▸ WHAT YOU NEED TO DO:
Tally how many lines in the rows below contain the string "plume". Reply with the number alone.

▸ INFORMATION PROVIDED:

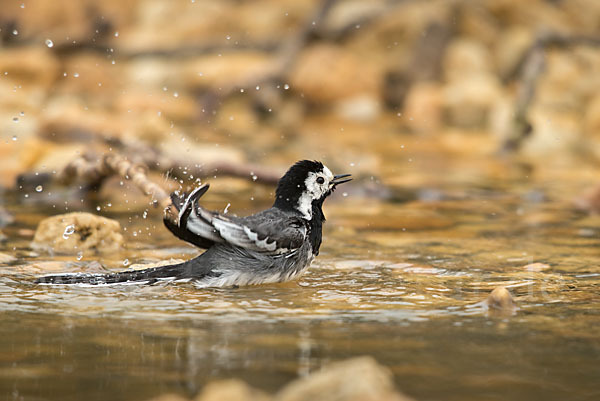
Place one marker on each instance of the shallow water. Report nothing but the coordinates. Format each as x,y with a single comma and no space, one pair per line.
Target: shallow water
401,280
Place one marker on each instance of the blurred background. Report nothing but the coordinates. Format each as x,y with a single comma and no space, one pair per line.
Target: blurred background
365,86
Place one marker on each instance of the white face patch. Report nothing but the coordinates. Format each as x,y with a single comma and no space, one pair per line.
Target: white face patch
314,190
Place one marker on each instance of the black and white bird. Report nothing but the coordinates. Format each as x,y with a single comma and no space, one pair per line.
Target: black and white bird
275,245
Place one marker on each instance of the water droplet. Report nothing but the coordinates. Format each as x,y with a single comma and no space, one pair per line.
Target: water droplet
69,230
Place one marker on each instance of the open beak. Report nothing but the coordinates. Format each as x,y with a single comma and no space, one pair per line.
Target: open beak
340,179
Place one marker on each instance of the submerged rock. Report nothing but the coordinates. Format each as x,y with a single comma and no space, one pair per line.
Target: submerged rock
357,379
500,303
231,390
6,258
75,232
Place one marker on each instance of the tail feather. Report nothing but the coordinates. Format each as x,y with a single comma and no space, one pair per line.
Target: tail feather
147,276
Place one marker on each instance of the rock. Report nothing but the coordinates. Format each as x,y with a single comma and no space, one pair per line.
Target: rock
74,232
468,102
591,123
360,108
169,397
500,303
357,379
536,267
327,73
231,390
512,45
423,107
6,258
465,58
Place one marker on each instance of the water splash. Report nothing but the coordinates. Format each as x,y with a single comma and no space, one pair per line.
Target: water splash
69,230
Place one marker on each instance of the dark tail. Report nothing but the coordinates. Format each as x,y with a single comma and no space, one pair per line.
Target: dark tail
146,276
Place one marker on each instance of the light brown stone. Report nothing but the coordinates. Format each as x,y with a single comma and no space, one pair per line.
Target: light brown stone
74,232
357,379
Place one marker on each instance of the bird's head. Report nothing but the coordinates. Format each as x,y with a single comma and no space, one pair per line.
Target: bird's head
305,184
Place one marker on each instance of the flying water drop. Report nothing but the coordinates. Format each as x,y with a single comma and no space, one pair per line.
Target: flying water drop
69,230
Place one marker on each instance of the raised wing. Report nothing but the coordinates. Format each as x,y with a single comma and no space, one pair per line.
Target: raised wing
271,231
172,220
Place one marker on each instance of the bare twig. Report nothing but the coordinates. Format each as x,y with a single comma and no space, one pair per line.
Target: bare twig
109,164
530,68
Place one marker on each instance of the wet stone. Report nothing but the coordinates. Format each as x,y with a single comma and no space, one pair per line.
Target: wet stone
500,303
351,380
74,232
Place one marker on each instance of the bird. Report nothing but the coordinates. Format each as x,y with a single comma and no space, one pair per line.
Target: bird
275,245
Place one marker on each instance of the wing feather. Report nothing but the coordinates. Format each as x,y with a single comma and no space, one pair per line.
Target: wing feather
271,231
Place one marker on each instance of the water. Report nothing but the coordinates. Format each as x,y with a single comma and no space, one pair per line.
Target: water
400,280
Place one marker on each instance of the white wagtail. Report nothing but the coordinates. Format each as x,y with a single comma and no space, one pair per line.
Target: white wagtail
275,245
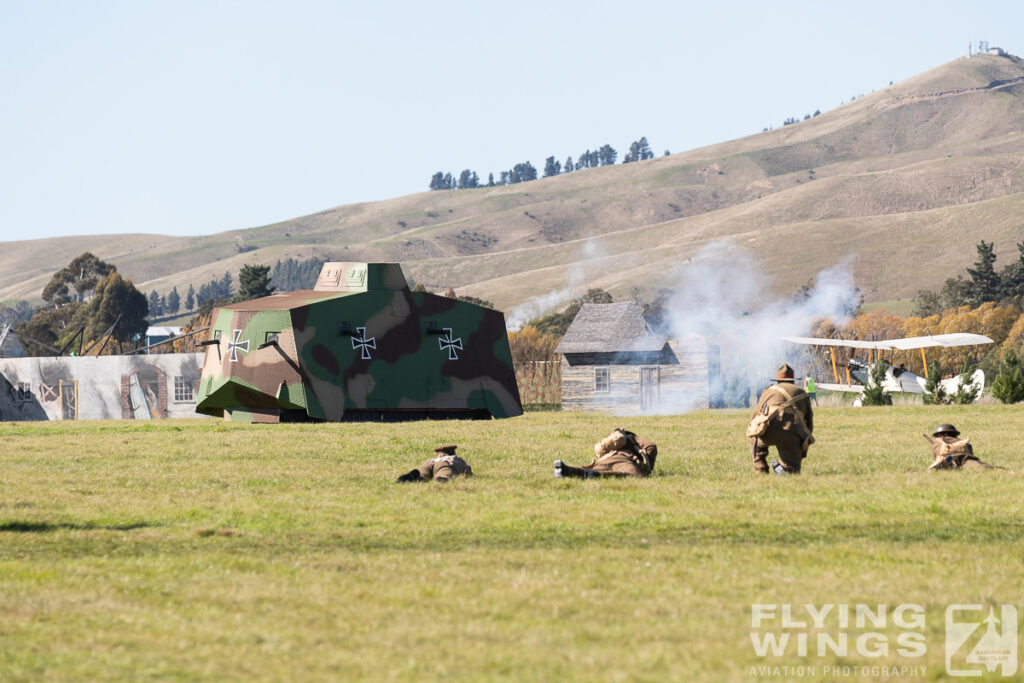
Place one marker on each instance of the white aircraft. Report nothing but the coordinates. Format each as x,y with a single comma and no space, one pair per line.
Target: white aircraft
897,377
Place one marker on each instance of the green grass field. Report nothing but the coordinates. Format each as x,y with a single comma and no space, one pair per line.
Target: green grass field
202,550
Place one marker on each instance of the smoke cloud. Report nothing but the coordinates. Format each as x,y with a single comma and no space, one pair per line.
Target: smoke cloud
576,278
722,296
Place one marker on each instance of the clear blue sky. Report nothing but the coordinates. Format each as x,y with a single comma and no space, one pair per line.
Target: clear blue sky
194,117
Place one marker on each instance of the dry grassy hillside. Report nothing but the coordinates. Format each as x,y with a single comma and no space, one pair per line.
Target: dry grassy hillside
905,181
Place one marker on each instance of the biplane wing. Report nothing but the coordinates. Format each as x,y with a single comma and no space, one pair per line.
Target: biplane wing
897,379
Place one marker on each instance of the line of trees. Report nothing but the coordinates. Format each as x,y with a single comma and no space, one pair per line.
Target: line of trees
983,284
524,171
287,275
292,274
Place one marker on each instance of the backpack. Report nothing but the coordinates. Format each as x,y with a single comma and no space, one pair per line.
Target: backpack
761,421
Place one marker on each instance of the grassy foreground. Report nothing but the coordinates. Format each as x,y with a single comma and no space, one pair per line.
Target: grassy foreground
202,550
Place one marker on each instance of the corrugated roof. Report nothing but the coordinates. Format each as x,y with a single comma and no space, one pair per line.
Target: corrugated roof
610,328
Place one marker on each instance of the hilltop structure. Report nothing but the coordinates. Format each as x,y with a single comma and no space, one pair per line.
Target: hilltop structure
359,346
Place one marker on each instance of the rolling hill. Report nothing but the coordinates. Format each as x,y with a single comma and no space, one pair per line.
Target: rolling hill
903,181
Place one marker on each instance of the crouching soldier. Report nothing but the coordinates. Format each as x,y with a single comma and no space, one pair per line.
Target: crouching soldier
441,467
782,418
951,453
620,454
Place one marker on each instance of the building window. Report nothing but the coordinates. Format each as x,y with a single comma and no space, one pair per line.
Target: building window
182,390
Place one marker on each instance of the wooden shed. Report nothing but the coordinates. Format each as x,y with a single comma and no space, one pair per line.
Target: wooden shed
612,360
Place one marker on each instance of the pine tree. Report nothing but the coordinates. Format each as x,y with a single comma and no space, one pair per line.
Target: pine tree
1009,384
934,393
155,308
551,167
875,394
984,280
254,283
173,301
224,289
967,390
607,155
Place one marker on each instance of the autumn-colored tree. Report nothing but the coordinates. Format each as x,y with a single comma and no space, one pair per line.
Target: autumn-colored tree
527,344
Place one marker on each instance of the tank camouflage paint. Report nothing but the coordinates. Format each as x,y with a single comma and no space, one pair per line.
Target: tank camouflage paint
359,346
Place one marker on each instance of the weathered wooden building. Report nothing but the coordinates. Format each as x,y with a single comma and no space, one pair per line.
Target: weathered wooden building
611,360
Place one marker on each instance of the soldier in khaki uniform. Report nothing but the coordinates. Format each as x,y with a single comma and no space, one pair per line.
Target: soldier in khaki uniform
441,467
782,418
951,453
620,454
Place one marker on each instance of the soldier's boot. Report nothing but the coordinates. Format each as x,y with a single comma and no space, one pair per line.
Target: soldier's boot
563,470
782,468
760,458
412,475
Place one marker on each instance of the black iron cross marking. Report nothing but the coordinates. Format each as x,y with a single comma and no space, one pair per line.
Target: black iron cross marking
364,344
446,343
235,346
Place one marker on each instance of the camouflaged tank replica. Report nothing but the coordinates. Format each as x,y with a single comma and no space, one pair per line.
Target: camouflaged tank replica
359,346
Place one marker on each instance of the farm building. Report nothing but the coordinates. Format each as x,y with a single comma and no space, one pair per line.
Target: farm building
105,387
358,346
611,360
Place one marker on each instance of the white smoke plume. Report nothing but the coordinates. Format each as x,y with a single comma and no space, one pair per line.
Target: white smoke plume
722,296
576,276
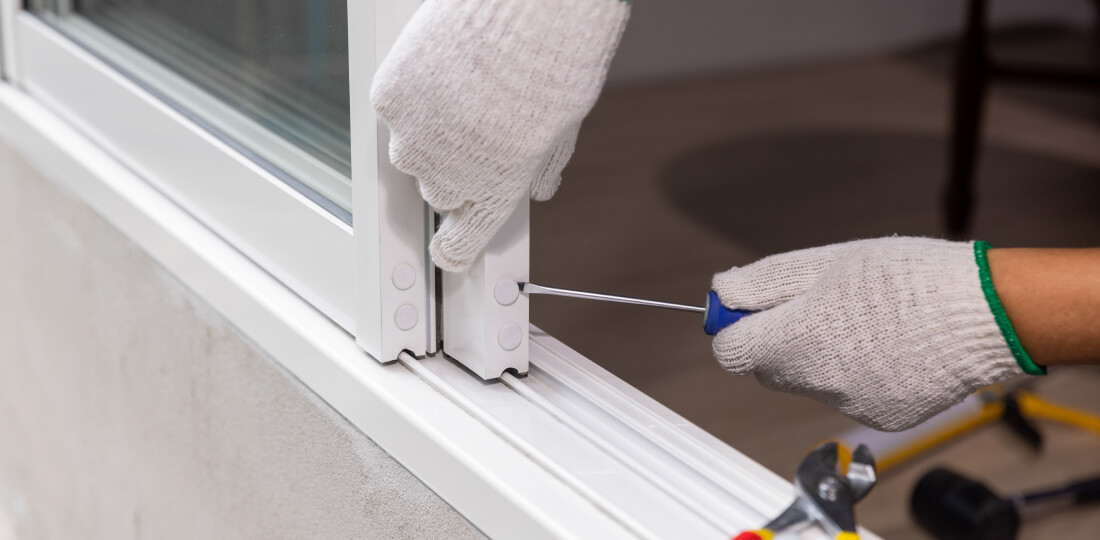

▸ FINAL RESULT:
2